● **Given text**:
Saturday, October 17, 2009

How to use jMeter in server mode over an SSH tunnel

INTRODUCTION

Apache JMeter is open source software, a 100% pure Java desktop application designed to load test functional behavior and measure performance. It was originally designed for testing Web Applications but has since expanded to other test functions. (http://jakarta.apache.org/jmeter/)

jMeter can be run in "GUI", "non-GUI" and "server" modes. You can control and monitor multiple instances of  jMeter running in server mode with a single instance that is running in GUI mode. You may want to do this over a secure SSH connection when connecting to remote servers.

(This how-to covers tunneling of the jMeter instance-to-instance communication, not the jMeter-to-the-tested-application communication.)

THE SOLUTION

jMeter uses RMI with callbacks for inter-instance communication. We will configure jMeter and the SSH tunneling based on the great article "SSH Tunneling for Java RMI, Part-II" by Pankaj Kumar.

We will need to:
1. Force jMeter on server side (server mode) and client side (GUI mode) to bind to localhost
2. Set the RMI registry port and the method  invocation port of jMeter server to an arbitrary value
3. Force jMeter client to listen for RMI callbacks on an arbitraty port
4. Tunnel the RMI ports

To achieve points 1 and 3 we will need to patch jMeter source code and build it. The patch applies only to jMeter version 2.3.4.

I will suggest my jMeter code changes to be incorporated into the jMeter project. This may take some time and the changes may be even refused, so in between the patch is probably the only way how to tunnel over SSH. It is possible that if the code will be accepted by jMeter project, it will be somehow modified and the configuration for the next versions will be different.

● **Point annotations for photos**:
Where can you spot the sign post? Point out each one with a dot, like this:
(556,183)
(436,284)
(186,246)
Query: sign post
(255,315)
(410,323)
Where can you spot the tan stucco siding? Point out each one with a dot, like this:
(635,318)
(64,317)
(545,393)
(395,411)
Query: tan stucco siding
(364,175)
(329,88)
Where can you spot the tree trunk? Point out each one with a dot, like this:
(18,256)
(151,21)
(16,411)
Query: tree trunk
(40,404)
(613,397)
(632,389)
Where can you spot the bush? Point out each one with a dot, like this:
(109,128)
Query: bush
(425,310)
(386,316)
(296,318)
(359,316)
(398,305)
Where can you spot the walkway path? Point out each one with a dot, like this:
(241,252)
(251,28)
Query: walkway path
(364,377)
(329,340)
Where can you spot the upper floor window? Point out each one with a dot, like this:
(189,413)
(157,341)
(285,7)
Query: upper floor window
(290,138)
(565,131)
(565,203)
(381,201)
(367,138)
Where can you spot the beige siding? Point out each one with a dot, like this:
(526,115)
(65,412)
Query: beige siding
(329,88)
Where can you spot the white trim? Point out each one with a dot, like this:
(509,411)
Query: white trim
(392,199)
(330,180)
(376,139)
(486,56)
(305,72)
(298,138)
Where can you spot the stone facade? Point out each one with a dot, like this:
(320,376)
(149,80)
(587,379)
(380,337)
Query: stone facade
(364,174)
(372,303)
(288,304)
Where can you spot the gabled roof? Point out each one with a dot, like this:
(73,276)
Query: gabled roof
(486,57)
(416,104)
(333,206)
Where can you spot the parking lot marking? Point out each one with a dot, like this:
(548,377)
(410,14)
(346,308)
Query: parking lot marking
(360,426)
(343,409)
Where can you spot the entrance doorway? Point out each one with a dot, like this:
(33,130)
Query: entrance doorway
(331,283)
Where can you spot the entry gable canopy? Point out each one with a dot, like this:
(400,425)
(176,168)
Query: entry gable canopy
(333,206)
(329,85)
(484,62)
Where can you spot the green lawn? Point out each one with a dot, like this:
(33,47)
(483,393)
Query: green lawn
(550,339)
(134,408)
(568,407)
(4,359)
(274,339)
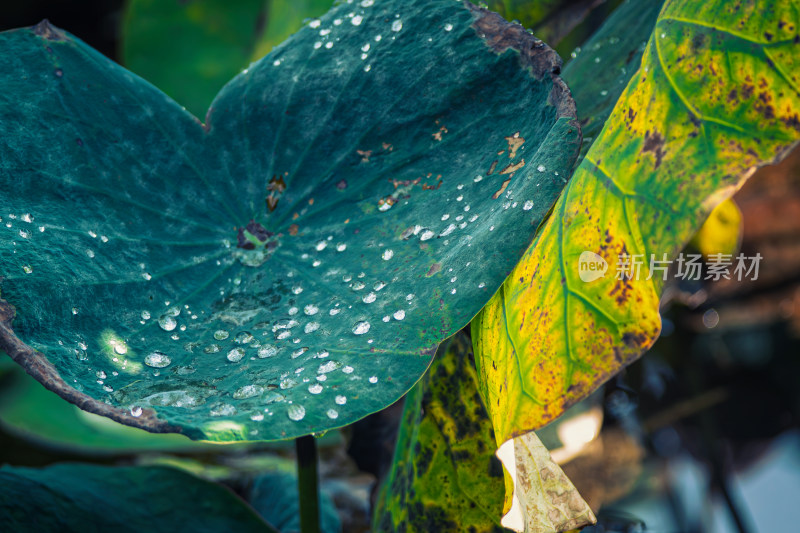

● **Task to complete**: Extend the jMeter SSH tunneling post, picking up right after its final sentence. These lines stand apart from the jMeter SSH tunneling post and have no connection to it.

● **Written answer**:
WHAT THE PATCH DOES

- Adds jMeter parameter server.rmi.localhostname - jMeter by default 1) binds to the host's hostname and 2) refuses to bind to localhost. If this parameter is set, jMeter will bind to the specified ip/hostname and (only if this parameter is set) won't complain even if it is localhost.

- Adds jMeter parameter client.rmi.callbackport - jMeter will listed on this port for RMI callbacks.

PREREQUISITIES

JDK
Ant
SSH client, e.g. Putty (http://www.chiark.greenend.org.uk/~sgtatham/putty/)

HOW TO

Let's assume that:
- server RMI registry port is 55501
- server RMI method invocation port is 55511
- client RMI callback port is 55512

1. Download both the jMeter 2.3.4 binaries and source code (http://jakarta.apache.org/jmeter/) and extract them into the same directory of your choice

2. Download my patch and copy it over the original jMeter source code.

3. Build jMeter (http://wiki.apache.org/jakarta-jmeter/BuildingJMeter)

4. Copy it to both the server and client machine

5. Edit the server jmeter.properties:
server_port=55501
server.rmi.localhostname=127.0.0.1
server.rmi.localport=55511

6. Edit the client jmeter.properties:
remote_hosts=127.0.0.1:55501
client.rmi.callbackport=55512

You will also want to switch to batch mode to lower the network traffic:
mode=Batch
num_sample_threshold=250

7. Configure the tunnelling
Local port: 55501 -> 127.0.0.1:55501
Local port: 55511 -> 127.0.0.1:55511
Remote port: 55512 -> 127.0.0.1:55512

8. Start the jMeter server and client using (to associate remote stubs with localhost):
server (example for linux): ./jakarta-jmeter-2.3.4/bin/jmeter-server -Djava.rmi.server.hostname=127.0.0.1 &
client (example for win): jakarta-jmeter-2.3.4\bin\jmeter.bat -Djava.rmi.server.hostname=127.0.0.1

Done!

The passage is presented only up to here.